(Items from a data source)
^^^^^^^^^^^^^^^^

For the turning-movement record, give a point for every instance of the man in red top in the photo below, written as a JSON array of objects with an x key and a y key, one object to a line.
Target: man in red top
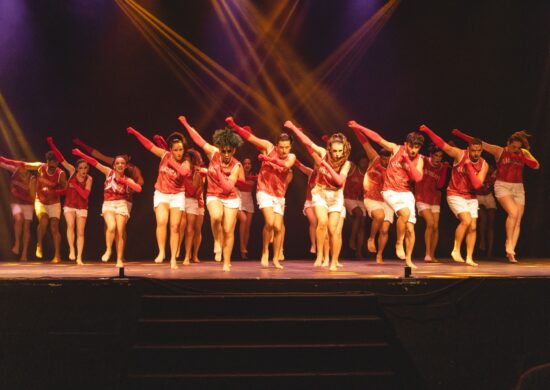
[
  {"x": 405, "y": 165},
  {"x": 271, "y": 187},
  {"x": 468, "y": 174}
]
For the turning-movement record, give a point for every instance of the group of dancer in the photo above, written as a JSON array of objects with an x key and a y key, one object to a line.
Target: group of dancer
[{"x": 390, "y": 183}]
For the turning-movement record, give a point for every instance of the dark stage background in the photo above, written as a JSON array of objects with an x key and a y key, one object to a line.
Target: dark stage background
[{"x": 77, "y": 68}]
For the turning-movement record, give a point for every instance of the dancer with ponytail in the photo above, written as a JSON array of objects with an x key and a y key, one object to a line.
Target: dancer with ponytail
[
  {"x": 509, "y": 189},
  {"x": 222, "y": 199},
  {"x": 115, "y": 211},
  {"x": 75, "y": 208}
]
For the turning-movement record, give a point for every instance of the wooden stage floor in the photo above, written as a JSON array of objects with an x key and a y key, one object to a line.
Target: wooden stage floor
[{"x": 293, "y": 269}]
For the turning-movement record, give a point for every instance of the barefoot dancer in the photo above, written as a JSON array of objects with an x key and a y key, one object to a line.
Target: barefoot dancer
[
  {"x": 428, "y": 198},
  {"x": 468, "y": 173},
  {"x": 404, "y": 166},
  {"x": 23, "y": 192},
  {"x": 509, "y": 182},
  {"x": 117, "y": 189},
  {"x": 271, "y": 189},
  {"x": 169, "y": 198},
  {"x": 75, "y": 209},
  {"x": 222, "y": 200},
  {"x": 327, "y": 195}
]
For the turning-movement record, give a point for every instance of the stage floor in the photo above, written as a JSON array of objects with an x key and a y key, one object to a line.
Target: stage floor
[{"x": 293, "y": 269}]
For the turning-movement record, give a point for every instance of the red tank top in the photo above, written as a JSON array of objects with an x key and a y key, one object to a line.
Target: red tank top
[
  {"x": 510, "y": 167},
  {"x": 324, "y": 178},
  {"x": 460, "y": 184},
  {"x": 114, "y": 190},
  {"x": 20, "y": 187},
  {"x": 51, "y": 182},
  {"x": 397, "y": 178},
  {"x": 214, "y": 188},
  {"x": 354, "y": 184},
  {"x": 72, "y": 197},
  {"x": 169, "y": 181},
  {"x": 376, "y": 174},
  {"x": 272, "y": 177},
  {"x": 426, "y": 190}
]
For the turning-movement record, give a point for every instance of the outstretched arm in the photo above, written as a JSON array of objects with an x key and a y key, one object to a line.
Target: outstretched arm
[
  {"x": 146, "y": 142},
  {"x": 196, "y": 137},
  {"x": 374, "y": 136},
  {"x": 455, "y": 153},
  {"x": 261, "y": 144}
]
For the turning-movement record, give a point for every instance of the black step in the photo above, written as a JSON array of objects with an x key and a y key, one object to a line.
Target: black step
[{"x": 282, "y": 330}]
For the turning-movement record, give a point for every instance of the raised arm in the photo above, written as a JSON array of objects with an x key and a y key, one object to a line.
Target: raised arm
[
  {"x": 495, "y": 150},
  {"x": 311, "y": 147},
  {"x": 374, "y": 136},
  {"x": 452, "y": 151},
  {"x": 196, "y": 137},
  {"x": 261, "y": 144},
  {"x": 92, "y": 161},
  {"x": 146, "y": 142}
]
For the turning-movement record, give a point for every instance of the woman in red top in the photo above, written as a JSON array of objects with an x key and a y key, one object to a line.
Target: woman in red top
[
  {"x": 328, "y": 195},
  {"x": 222, "y": 199},
  {"x": 75, "y": 208},
  {"x": 23, "y": 192},
  {"x": 169, "y": 198},
  {"x": 117, "y": 190},
  {"x": 509, "y": 189}
]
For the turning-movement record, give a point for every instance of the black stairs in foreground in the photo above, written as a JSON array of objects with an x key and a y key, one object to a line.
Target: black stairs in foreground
[{"x": 264, "y": 341}]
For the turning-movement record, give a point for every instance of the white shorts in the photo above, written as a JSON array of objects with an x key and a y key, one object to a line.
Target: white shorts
[
  {"x": 119, "y": 207},
  {"x": 458, "y": 205},
  {"x": 515, "y": 190},
  {"x": 25, "y": 209},
  {"x": 265, "y": 200},
  {"x": 175, "y": 201},
  {"x": 434, "y": 208},
  {"x": 233, "y": 203},
  {"x": 192, "y": 206},
  {"x": 487, "y": 201},
  {"x": 52, "y": 210},
  {"x": 351, "y": 204},
  {"x": 371, "y": 205},
  {"x": 79, "y": 212},
  {"x": 401, "y": 200},
  {"x": 247, "y": 203},
  {"x": 330, "y": 199}
]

^^^^^^^^^^^^^^^^

- **What to work on**
Copy each entry exactly as written, and drop the pictures from the copy.

- **Exercise response**
For the turning-movement record, give a point for every instance of the man in red top in the photo below, written as a JSON array of objects with an x key and a y key, one object to a line.
Target: man in red top
[
  {"x": 405, "y": 165},
  {"x": 271, "y": 187},
  {"x": 468, "y": 174}
]
For the turning-movement record, give a point for every instance of the group of dancer in the photo above, written as a JSON array of objects with an x key and a y key, one object to a line.
Target: group of dancer
[{"x": 390, "y": 183}]
For the turning-movement record, give a point for every instance of the dark stage background in the photo above, written as a JSON array of objects with an x key and a y key, one object to a line.
Target: dark stage background
[{"x": 77, "y": 68}]
For the turning-movement record, give a point for every instance of the dancer with ponytail in the photo above, written as a JSON array of objects with an x key and a y key, one object to a line.
Target: dancer with ponytail
[
  {"x": 509, "y": 189},
  {"x": 222, "y": 199},
  {"x": 115, "y": 211},
  {"x": 75, "y": 208}
]
For the turning-movement record, give a point for every instance of the wooden stage floor in the photo above, written as a JSON array of objects with an x key and a y key, one object to a line.
Target: wooden stage floor
[{"x": 293, "y": 269}]
For the turning-movement record, give a point for every instance of the barefoot dancer in the photo above, written as a JSON array of objects with an x key and a y key, one object to a line.
Target: barefoot dancer
[
  {"x": 428, "y": 198},
  {"x": 468, "y": 173},
  {"x": 404, "y": 166},
  {"x": 23, "y": 192},
  {"x": 509, "y": 182},
  {"x": 117, "y": 189},
  {"x": 271, "y": 189},
  {"x": 169, "y": 198},
  {"x": 75, "y": 209},
  {"x": 222, "y": 200},
  {"x": 327, "y": 195}
]
For the turning-movement record, give a point for every instance of the stage floor in the photo above, written as a JSON array of objects with an x key and a y key, one object to a line.
Target: stage floor
[{"x": 293, "y": 269}]
For the turning-movement record, give a point for every instance of the red tank top in the photo above, written as a JSON array of objects with an x key and a y key, one object to a line.
Target: red tank top
[
  {"x": 510, "y": 167},
  {"x": 324, "y": 178},
  {"x": 460, "y": 184},
  {"x": 114, "y": 190},
  {"x": 20, "y": 187},
  {"x": 51, "y": 182},
  {"x": 397, "y": 178},
  {"x": 214, "y": 188},
  {"x": 354, "y": 184},
  {"x": 72, "y": 197},
  {"x": 169, "y": 181},
  {"x": 376, "y": 174},
  {"x": 272, "y": 177},
  {"x": 426, "y": 190}
]
For the turning-movement record, give a point for every instance of the outstretched arm in the photo above, written as a JSON array of objects with an x key and a y key, one object to a line.
Target: outstretched arm
[
  {"x": 146, "y": 142},
  {"x": 196, "y": 137},
  {"x": 374, "y": 136},
  {"x": 455, "y": 153},
  {"x": 261, "y": 144}
]
For the turning-movement record, give a point for every instance of the black step in the photo above, written as a JSON array of objects with an x key and a y key, one object to a line.
Target: black step
[{"x": 282, "y": 330}]
For the turning-movement record, give a point for every instance of the raised arm in the photo above, written as a JSON array of objects with an x key and a y key, one object to a line.
Target: raised arm
[
  {"x": 495, "y": 150},
  {"x": 311, "y": 147},
  {"x": 374, "y": 136},
  {"x": 452, "y": 151},
  {"x": 196, "y": 137},
  {"x": 261, "y": 144},
  {"x": 92, "y": 161},
  {"x": 146, "y": 142}
]
For the turning-movement record, give a point for every instance of the woman in red top in the photo above, written as a JSON array of objects with an x key and a y key, one object to a line.
Target: woman in red top
[
  {"x": 328, "y": 195},
  {"x": 222, "y": 199},
  {"x": 75, "y": 208},
  {"x": 23, "y": 192},
  {"x": 169, "y": 198},
  {"x": 117, "y": 190},
  {"x": 509, "y": 189}
]
For the turning-movement record, give a point for every instance of the black stairs in foreground in the photo above, written as a JSON array of objects with an x key and a y key, one object to a line.
Target: black stairs in foreground
[{"x": 264, "y": 341}]
For the turning-movement record, give a point for every instance of the white shorts in the photo above, written as a JSON array of objects with an x key and a y key, one object to a line.
Target: white shorts
[
  {"x": 119, "y": 207},
  {"x": 458, "y": 205},
  {"x": 515, "y": 190},
  {"x": 25, "y": 209},
  {"x": 265, "y": 200},
  {"x": 175, "y": 201},
  {"x": 434, "y": 208},
  {"x": 233, "y": 203},
  {"x": 192, "y": 206},
  {"x": 487, "y": 201},
  {"x": 52, "y": 210},
  {"x": 351, "y": 204},
  {"x": 371, "y": 205},
  {"x": 79, "y": 212},
  {"x": 401, "y": 200},
  {"x": 247, "y": 203},
  {"x": 330, "y": 199}
]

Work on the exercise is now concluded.